O que há de novo então? Talvez a escala do espetáculo proposto. Intuitivamente ou não, eles poderiam imaginar os efeitos da imagem que proporcionaram às redes sociais. Não haveria manchete sem elas. A imagem ali exposta é o triunfo final da Sociedade do Espetáculo. Todos os articulistas descreveram a mesma cena, na mesma ordem.
A nudez, o material utilizado, a cor do jovem acorrentado. Até que o signo ficasse vazio e se transformasse em algo diferente: o corpo estava refém da sociedade que o estava expondo, martirizado então pela segunda vez. E os milicianos sabiam disto. Aí reside a potência de sua ação: mobilizar (como é possível perceber no apoio e solicitação da ação), uma parcela considerável da sociedade civil em torno do discurso do ódio. Que travestido de ódio a desordem, é ódio de classe, ódio racial. E o olhar sobre a cidade é central para pensar estas interações.
Caso alguém nunca tenha experimentado uma situação de discriminação pública, oferto alguns exemplos bastante comuns, todos com o mesmo objetivo de evitar relações sociais horizontais: o primeiro, sofrido quando se está em um ambiente no qual há hegemonia de raça, gênero ou classe, é o olhar da estranheza. A senhora da boa sociedade que incomodada com nordestinos em sua adega, demonstra toda sua agressividade servindo as mesas rapidamente, enquanto demora-se em outras com sorrisos e perguntas sobre o bem-estar dos clientes.
O olhar de famílias em uma loja de brinquedos quando uma criança negra busca o mesmo brinquedo que seu filho está utilizando. Estes são casos comuns, cotidianos e qualquer verbalização sobre eles é vista como uma forma de “síndrome de perseguição dos subalternos”, ou seja, o problema estaria em quem sofre a ação e não no olhar de quem demonstra desconforto.
A segunda forma, tão comum e ainda mais invasiva é o olhar da suspeita. Longe de ser monopólio dos policiais, é empregada por porteiros, empregadores, vendedores de loja e seguranças privados. São olhares que acompanham seu alvo de forma fixa, prestes a entrar em ação ao mínimo ato que comprove as razões da desconfiança.
O terceiro tipo de olhar é menos comum: é o olhar de espanto diante da diferença, da revelação de um status não esperado: o médico mestiço em um hospital caro de São Paulo, a professora que entra em aula exibindo cabelos crespos e pele negra na faculdade de Medicina em Minas Gerais, a dentista nordestina que chega em um carro importado em um prédio no Moinhos de Vento. Este olhar é semelhante ao ato de “desnudar” o outro. Se por alguns segundos pode parecer menos agressivo, ele revela a mesma sensação de desconforto dos anteriores.
Existe ainda um tipo avesso, mas talvez o complemento perfeito dos exemplos anteriores. Um dos momentos mais tensos do filme “Linha de Passe” de Walter Salles, é o momento em que o moto boy comete um roubo de carro. Enquanto o proprietário passa todos os seus pertences, ele berra enfurecido e ao mesmo tempo, desesperado “Você tá me vendo playboy? Olha para mim, você tá me vendo?”
E em uma ficção urbana, um menino, um pivete, encara a multidão e grita:
Você está me vendo? Já nem importa mais a verdade, a liberdade não está nem perto dos homens, é uma das mais temíveis batalhas, existem muitas formas de escravidão, mas não há liberdade relativa, a liberdade é intransitiva, uma vez que rompemos grilhões, não se volta mais ao ponto anterior, uma vez presumida como experiência, não se pode voltar a ser escravo. Nem das próprias paixões, nem de outros homens.

- **Material de origem**:
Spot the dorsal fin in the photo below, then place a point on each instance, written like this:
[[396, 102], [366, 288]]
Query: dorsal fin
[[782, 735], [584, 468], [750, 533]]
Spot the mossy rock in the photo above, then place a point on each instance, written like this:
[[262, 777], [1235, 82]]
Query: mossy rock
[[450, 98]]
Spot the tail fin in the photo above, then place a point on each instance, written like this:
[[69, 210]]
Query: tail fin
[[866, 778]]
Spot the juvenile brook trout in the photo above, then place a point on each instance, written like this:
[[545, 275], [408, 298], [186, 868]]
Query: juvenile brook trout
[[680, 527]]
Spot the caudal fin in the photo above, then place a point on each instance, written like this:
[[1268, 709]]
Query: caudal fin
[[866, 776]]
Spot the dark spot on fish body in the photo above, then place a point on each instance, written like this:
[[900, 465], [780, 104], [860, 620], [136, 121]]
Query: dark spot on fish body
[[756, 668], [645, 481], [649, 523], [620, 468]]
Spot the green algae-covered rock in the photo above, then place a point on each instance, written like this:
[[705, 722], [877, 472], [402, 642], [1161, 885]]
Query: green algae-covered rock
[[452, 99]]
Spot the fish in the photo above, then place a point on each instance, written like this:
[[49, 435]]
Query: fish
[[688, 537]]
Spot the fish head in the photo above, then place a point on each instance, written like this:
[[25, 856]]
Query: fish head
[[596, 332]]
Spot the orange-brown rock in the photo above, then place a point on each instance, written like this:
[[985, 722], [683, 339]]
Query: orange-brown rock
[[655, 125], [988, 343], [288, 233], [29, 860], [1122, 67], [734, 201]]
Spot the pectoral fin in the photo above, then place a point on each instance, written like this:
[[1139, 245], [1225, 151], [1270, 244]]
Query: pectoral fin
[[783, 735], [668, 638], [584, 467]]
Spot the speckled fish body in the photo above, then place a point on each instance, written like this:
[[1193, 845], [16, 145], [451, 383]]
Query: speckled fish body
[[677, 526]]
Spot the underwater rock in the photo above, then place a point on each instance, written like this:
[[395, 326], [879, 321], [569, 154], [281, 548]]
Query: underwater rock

- **Tarefa a realizar**: Por favor, cite sem alterações a passagem do texto sobre os olhares de discriminação que vai de “O olhar de famílias” até “razões da desconfiança.”.

- **Resposta**:
O olhar de famílias em uma loja de brinquedos quando uma criança negra busca o mesmo brinquedo que seu filho está utilizando. Estes são casos comuns, cotidianos e qualquer verbalização sobre eles é vista como uma forma de “síndrome de perseguição dos subalternos”, ou seja, o problema estaria em quem sofre a ação e não no olhar de quem demonstra desconforto.
A segunda forma, tão comum e ainda mais invasiva é o olhar da suspeita. Longe de ser monopólio dos policiais, é empregada por porteiros, empregadores, vendedores de loja e seguranças privados. São olhares que acompanham seu alvo de forma fixa, prestes a entrar em ação ao mínimo ato que comprove as razões da desconfiança.